• _Text segment_:
◇ ◇ ◇ ◇
- The paper introduces a miniature multimodal model that achieves 90% of large-model performance using just 5% of the parameters.
- It employs a compact vision encoder distilled from a larger model and integrates with pre-trained LLMs via an MLP projector for visual instruction tuning.
- The unified adaptation framework reformulates diverse visual tasks into a VQA format, enabling efficient domain transfer and specialized applications.
The paper "Mini-InternVL: A Flexible-Transfer Pocket Multimodal Model with 5% Parameters and 90% Performance" introduces a series of lightweight Multimodal LLMs (MLLMs) designated as Mini-InternVL. These models promise significant efficiency improvements, achieving approximately 90% of the performance of much larger counterparts using only 5% of the parameters. This breakthrough allows for enhanced application in various specialized domains including autonomous driving, medical imaging, and remote sensing.
Architecture of Mini-InternVL
Mini-InternVL incorporates an innovative architecture which prominently features InternViT-300M as a compact vision encoder. This vision encoder, distilled from a larger InternViT-6B model, acquires world knowledge through a unique knowledge distillation process.
Figure 1: Training method and architecture of Mini-InternVL. Left: We employ InternViT-6B as the teacher model to perform knowledge distillation on the student model.
Three versions of the model exist, scaling from 1 billion to 4 billion parameters. They integrate the vision encoder with various pre-trained LLMs, relying on an MLP projector for seamless integration. Training involves two main stages: language-image alignment, followed by visual instruction tuning, to endow Mini-InternVL with robust multimodal understanding capabilities.
Unified Adaptation Framework
To facilitate easy domain transfer, the paper introduces a streamlined adaptation framework. This framework reformulates diverse visual tasks into a Visual Question Answering (VQA) format, simplifying model adjustments across various tasks such as image classification, region perception, and video-related tasks.
Figure 2: The data format of our adaptation framework. We formulate other visual tasks (i.e., image classification, region perception, multi-view image tasks, video-related tasks, and visual grounding) into VQA format in our framework.
The adaptation framework standardizes model architecture, data format, and training schedules, thus allowing swift domain adaptation with low marginal costs.
Transfer Learning and Domain Adaptation
The proposed transfer learning paradigm leverages the strengths of Mini-InternVL for specialized domains. By using a blend of domain-specific and general training data, these models exhibit remarkable performance and versatility across a vast array of tasks. The framework integrates data from multiple publicly available datasets, promoting robust model training and domain adaptation.
Figure 3: Qualitative Results of . In the upper left corner is a multi-view image from DriveLM-nuScenes version-1.1 after data processing. The model's outputs align with human driving behavior.
Extensive testing across various benchmarks demonstrates that Mini-InternVL achieves impressive performance metrics, particularly excelling in tasks involving OCR and specialized image analysis. The study also conducts a thorough examination of different training mechanisms, evaluating their impacts on computational efficiency and model performance.
◇ ◇ ◇ ◇
• _Listed records_:
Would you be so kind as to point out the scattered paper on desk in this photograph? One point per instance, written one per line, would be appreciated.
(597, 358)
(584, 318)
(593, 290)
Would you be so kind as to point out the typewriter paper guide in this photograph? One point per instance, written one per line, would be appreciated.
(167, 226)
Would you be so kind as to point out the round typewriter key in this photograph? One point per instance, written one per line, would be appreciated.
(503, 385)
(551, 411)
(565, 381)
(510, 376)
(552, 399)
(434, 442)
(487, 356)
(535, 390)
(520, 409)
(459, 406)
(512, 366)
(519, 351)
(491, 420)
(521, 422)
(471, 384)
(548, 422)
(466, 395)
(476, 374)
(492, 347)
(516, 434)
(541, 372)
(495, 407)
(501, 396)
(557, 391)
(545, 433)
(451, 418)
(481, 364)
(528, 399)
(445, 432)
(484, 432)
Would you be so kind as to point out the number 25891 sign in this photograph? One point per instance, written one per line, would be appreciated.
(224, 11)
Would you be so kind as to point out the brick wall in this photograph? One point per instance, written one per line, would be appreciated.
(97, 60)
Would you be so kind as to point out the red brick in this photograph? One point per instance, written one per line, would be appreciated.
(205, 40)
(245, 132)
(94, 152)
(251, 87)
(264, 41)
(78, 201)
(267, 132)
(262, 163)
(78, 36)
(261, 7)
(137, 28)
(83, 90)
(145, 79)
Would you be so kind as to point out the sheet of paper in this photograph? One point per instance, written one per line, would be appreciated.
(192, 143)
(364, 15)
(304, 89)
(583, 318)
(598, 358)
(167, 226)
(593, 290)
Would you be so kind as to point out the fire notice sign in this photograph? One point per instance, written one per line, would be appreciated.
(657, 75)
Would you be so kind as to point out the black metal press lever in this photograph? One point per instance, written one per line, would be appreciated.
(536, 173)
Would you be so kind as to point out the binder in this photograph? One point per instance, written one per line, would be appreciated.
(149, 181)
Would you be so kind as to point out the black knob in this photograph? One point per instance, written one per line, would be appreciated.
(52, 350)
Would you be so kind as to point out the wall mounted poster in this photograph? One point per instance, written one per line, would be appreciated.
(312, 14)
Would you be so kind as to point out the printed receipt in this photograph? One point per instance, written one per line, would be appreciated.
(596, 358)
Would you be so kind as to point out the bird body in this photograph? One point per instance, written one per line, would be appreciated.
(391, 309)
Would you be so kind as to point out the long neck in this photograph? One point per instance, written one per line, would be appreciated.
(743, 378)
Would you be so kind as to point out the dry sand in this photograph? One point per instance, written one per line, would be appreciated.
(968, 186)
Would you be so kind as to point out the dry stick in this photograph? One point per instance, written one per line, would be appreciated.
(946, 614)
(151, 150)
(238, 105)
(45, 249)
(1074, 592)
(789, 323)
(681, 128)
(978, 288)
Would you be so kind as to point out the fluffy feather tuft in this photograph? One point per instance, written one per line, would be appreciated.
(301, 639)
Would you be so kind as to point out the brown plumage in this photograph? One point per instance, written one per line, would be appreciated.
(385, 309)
◇ ◇ ◇ ◇
• _Task item A_: List every visual task that, according to the Figure 2 caption in the Mini-InternVL summary, the adaptation framework recasts into VQA format.
• _Task item B_:
Answer these questions using the Mini-InternVL summary:
(i) Which model serves as the teacher in the knowledge distillation of the vision encoder?
(ii) What range of parameter counts do the three versions of the model span?
(iii) What are the two main training stages?

• _Exercise solution A_:
- Image classification
- Region perception
- Multi-view image tasks
- Video-related tasks
- Visual grounding

• _Exercise solution B_:
(i) InternViT-6B
(ii) From 1 billion to 4 billion parameters
(iii) Language-image alignment, followed by visual instruction tuning